| Records for the exercise |
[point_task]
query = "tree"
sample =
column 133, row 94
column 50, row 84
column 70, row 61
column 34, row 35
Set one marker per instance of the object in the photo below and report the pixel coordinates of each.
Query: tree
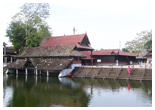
column 30, row 21
column 148, row 45
column 16, row 34
column 33, row 15
column 125, row 50
column 136, row 45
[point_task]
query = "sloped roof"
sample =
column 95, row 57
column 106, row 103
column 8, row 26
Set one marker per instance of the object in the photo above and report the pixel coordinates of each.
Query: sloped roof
column 51, row 51
column 64, row 40
column 19, row 63
column 107, row 52
column 149, row 54
column 50, row 63
column 142, row 53
column 87, row 54
column 9, row 50
column 67, row 40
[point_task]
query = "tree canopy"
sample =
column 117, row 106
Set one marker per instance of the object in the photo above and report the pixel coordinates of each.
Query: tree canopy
column 28, row 27
column 142, row 41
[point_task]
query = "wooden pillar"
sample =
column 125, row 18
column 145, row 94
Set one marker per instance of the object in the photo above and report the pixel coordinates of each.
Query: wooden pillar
column 40, row 72
column 11, row 59
column 91, row 58
column 36, row 72
column 16, row 71
column 47, row 73
column 26, row 78
column 26, row 71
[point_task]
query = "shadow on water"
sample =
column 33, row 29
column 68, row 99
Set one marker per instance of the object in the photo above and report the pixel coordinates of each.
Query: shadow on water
column 41, row 91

| Problem description |
Rewrite all the items above with every "marker" changed to "pin" and everything else left as it is. Leave the pictures out.

| Solution to this task |
[point_task]
query = "tree"
sample =
column 133, row 94
column 50, row 84
column 70, row 61
column 34, row 35
Set one pin per instance of the object in the photo below and report the pixel coordinates of each.
Query: tree
column 30, row 21
column 148, row 45
column 16, row 34
column 33, row 15
column 125, row 50
column 136, row 45
[point_task]
query = "sloped roof"
sample =
column 95, row 57
column 106, row 103
column 8, row 26
Set one pin per instance of the object in the photo above and report the pixel coordinates of each.
Query: sloped roof
column 51, row 51
column 64, row 40
column 19, row 63
column 107, row 52
column 149, row 54
column 50, row 63
column 142, row 53
column 87, row 54
column 9, row 50
column 67, row 40
[point_task]
query = "tree canopy"
sample =
column 117, row 106
Set one pin per instance of the object in the photo above and report the pixel coordinates of each.
Query: tree canopy
column 28, row 27
column 142, row 41
[point_task]
query = "wooden pillar"
sample =
column 125, row 18
column 145, row 94
Set one pin per instance of the object in the photo above and report the pixel coordinates of each.
Query: wooden pillar
column 40, row 72
column 11, row 59
column 91, row 58
column 36, row 72
column 16, row 71
column 47, row 73
column 26, row 78
column 26, row 71
[point_task]
query = "shadow on water"
sample =
column 33, row 29
column 68, row 99
Set one pin per instance of the object in the photo above and report the pixel coordinates of each.
Query: shadow on water
column 41, row 91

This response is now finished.